**** ITEMS

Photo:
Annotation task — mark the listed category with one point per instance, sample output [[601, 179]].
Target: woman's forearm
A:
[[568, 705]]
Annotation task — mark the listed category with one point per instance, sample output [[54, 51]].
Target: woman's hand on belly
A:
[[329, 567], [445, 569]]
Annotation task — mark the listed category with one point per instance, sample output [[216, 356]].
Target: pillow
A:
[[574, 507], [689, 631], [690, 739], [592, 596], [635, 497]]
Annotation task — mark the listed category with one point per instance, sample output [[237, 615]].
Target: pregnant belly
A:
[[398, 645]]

********
**** ITEMS

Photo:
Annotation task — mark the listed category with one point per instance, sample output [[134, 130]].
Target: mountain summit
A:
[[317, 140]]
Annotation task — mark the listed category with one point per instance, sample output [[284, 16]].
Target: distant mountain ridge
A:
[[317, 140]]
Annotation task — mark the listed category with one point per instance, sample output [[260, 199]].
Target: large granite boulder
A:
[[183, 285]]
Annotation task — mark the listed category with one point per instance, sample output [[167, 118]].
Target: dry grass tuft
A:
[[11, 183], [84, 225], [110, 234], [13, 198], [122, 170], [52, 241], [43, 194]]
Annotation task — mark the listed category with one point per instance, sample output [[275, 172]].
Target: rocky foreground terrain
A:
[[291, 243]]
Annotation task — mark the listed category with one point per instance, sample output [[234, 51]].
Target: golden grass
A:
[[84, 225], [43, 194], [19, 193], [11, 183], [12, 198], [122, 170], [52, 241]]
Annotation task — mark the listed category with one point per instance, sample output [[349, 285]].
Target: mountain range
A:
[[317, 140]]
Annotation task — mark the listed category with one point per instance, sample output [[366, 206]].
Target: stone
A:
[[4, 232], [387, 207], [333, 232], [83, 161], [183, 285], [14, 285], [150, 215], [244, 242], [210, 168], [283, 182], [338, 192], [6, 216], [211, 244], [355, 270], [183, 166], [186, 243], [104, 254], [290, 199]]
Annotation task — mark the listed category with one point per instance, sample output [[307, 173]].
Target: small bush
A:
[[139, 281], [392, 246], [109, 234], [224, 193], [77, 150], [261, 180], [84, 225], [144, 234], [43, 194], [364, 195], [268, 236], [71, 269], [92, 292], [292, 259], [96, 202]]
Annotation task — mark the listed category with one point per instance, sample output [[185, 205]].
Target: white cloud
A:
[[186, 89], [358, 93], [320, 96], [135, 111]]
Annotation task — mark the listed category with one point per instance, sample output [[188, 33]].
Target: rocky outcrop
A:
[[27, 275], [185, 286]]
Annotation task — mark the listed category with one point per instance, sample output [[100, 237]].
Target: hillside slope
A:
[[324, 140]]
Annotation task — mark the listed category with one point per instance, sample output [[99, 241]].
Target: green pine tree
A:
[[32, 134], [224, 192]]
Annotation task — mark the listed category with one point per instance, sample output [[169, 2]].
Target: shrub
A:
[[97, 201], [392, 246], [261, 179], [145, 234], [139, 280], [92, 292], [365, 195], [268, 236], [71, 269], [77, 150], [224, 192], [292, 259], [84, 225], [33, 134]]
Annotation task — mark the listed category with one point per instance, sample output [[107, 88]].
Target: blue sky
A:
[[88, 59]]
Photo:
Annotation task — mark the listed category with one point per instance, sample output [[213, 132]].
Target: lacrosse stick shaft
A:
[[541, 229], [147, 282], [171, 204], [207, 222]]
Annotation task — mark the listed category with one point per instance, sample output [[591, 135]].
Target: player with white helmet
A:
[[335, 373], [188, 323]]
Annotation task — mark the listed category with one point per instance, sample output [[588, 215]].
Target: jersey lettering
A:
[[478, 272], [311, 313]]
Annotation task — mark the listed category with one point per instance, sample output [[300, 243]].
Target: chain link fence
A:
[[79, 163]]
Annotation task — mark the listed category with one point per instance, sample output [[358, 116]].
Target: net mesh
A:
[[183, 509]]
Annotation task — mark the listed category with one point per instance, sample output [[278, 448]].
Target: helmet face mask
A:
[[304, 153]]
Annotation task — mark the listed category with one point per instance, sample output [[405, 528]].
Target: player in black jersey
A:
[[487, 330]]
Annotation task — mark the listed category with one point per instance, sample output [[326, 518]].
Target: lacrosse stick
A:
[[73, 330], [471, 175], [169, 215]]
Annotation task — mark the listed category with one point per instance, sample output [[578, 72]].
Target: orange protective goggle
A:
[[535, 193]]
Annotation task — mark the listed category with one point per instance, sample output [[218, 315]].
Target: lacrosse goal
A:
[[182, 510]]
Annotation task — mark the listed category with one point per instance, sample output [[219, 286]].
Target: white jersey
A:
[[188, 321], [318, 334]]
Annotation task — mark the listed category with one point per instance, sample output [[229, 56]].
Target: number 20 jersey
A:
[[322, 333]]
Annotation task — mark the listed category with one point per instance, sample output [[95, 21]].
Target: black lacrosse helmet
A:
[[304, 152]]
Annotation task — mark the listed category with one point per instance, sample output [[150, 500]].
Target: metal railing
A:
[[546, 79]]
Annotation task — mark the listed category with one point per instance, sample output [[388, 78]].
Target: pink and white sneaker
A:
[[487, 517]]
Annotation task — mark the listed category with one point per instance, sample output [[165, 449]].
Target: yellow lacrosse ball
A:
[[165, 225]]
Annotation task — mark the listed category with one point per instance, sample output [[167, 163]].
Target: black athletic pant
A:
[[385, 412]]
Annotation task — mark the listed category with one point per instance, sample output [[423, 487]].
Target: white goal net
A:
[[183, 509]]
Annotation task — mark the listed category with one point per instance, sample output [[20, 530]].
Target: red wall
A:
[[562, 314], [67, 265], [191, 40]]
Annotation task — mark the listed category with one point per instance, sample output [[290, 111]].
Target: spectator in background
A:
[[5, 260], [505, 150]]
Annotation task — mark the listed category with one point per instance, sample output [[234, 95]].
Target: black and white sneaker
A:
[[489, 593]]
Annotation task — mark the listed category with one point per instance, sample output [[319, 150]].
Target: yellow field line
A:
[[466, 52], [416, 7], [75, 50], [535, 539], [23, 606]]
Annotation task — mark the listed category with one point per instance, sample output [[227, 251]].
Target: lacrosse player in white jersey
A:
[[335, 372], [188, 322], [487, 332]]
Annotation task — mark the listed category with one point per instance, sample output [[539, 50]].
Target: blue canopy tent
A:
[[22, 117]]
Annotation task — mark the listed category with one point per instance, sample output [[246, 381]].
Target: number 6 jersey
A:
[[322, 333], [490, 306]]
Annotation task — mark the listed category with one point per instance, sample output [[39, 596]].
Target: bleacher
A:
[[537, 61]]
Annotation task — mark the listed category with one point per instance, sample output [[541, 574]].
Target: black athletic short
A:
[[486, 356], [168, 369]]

********

**WHAT NEEDS TO BE DONE**
Retype the entries above word for word, from the line containing "output [[326, 518]]." through the line containing "[[535, 193]]", including both of those lines.

**WORKED ANSWER**
Annotation task — mark the listed category with one point per instance, sample output [[326, 518]].
Target: lacrosse stick
A:
[[73, 330], [471, 175], [169, 215]]
Annotation task — mark the listed category with one point per instance, sample output [[578, 72]].
Target: orange protective goggle
A:
[[535, 193]]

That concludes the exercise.